**Directions:**
Please copy the stretch of the package description from "This package takes" through "(needed for planutils)", substituting "automated planning" for "AI planning".

This package takes a data science grammar and provides code to explore the set of possible pipelines from the grammar. Features:
- Produces multiples executable LALE pipelines from the grammar, with optional user constraints. It does so using AI planning.
- Trains hyperparameters and evaluates generated pipelines.
- Can use measured pipeline accuracy to produce better pipelines in subsequent iterations.
The full details are in Katz, M., Ram, P., Sohrabi, S., & Udrea, O. (2020). Exploring Context-Free Languages via Planning: The Case for Automating Machine Learning. Proceedings of the International Conference on Automated Planning and Scheduling, 30(1), 403-411. PDF
1. Install Singularity (needed for planutils)
- Currently, singularity doesn't support MAC OS.
- Checkout Admin guide for the details
## Install system dependencies in Debian/Ubuntu
$ sudo apt-get update && sudo apt-get install -y \
build-essential \
uuid-dev \
libgpgme-dev \
squashfs-tools \
libseccomp-dev \
wget \
pkg-config \
git \
cryptsetup-bin
## Install system dependencies in Centos/Redhat
$ sudo yum update -y && \
sudo yum groupinstall -y 'Development Tools' && \
sudo yum install -y \
openssl-devel \
libuuid-devel \
libseccomp-devel \
wget \
squashfs-tools \
cryptsetup
## Install Go
$ export VERSION=1.14.12 OS=linux ARCH=amd64 && \
wget https://dl.google.com/go/go$VERSION.$OS-$ARCH.tar.gz && \
sudo tar -C /usr/local -xzvf go$VERSION.$OS-$ARCH.tar.gz && \
rm go$VERSION.$OS-$ARCH.tar.gz
$ echo 'export GOPATH=${HOME}/go' >> ~/.bashrc && \
echo 'export PATH=/usr/local/go/bin:${PATH}:${GOPATH}/bin' >> ~/.bashrc && \
source ~/.bashrc
## Download and build singularity
$ wget https://github.com/hpcng/singularity/releases/download/v3.7.2/singularity-3.7.2.tar.gz
$ tar xvf singularity-3.7.2.tar.gz
$ cd singularity && ./mconfig && cd ./builddir && make && sudo make install && cd ../..

[Records in a dataset]
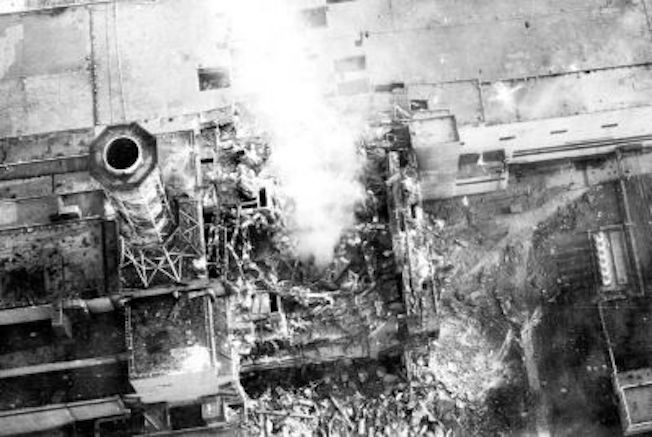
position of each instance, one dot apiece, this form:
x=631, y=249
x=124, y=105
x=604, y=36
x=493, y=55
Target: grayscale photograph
x=326, y=218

**Result of the exercise:**
This package takes a data science grammar and provides code to explore the set of possible pipelines from the grammar. Features:
- Produces multiples executable LALE pipelines from the grammar, with optional user constraints. It does so using automated planning.
- Trains hyperparameters and evaluates generated pipelines.
- Can use measured pipeline accuracy to produce better pipelines in subsequent iterations.
The full details are in Katz, M., Ram, P., Sohrabi, S., & Udrea, O. (2020). Exploring Context-Free Languages via Planning: The Case for Automating Machine Learning. Proceedings of the International Conference on Automated Planning and Scheduling, 30(1), 403-411. PDF
1. Install Singularity (needed for planutils)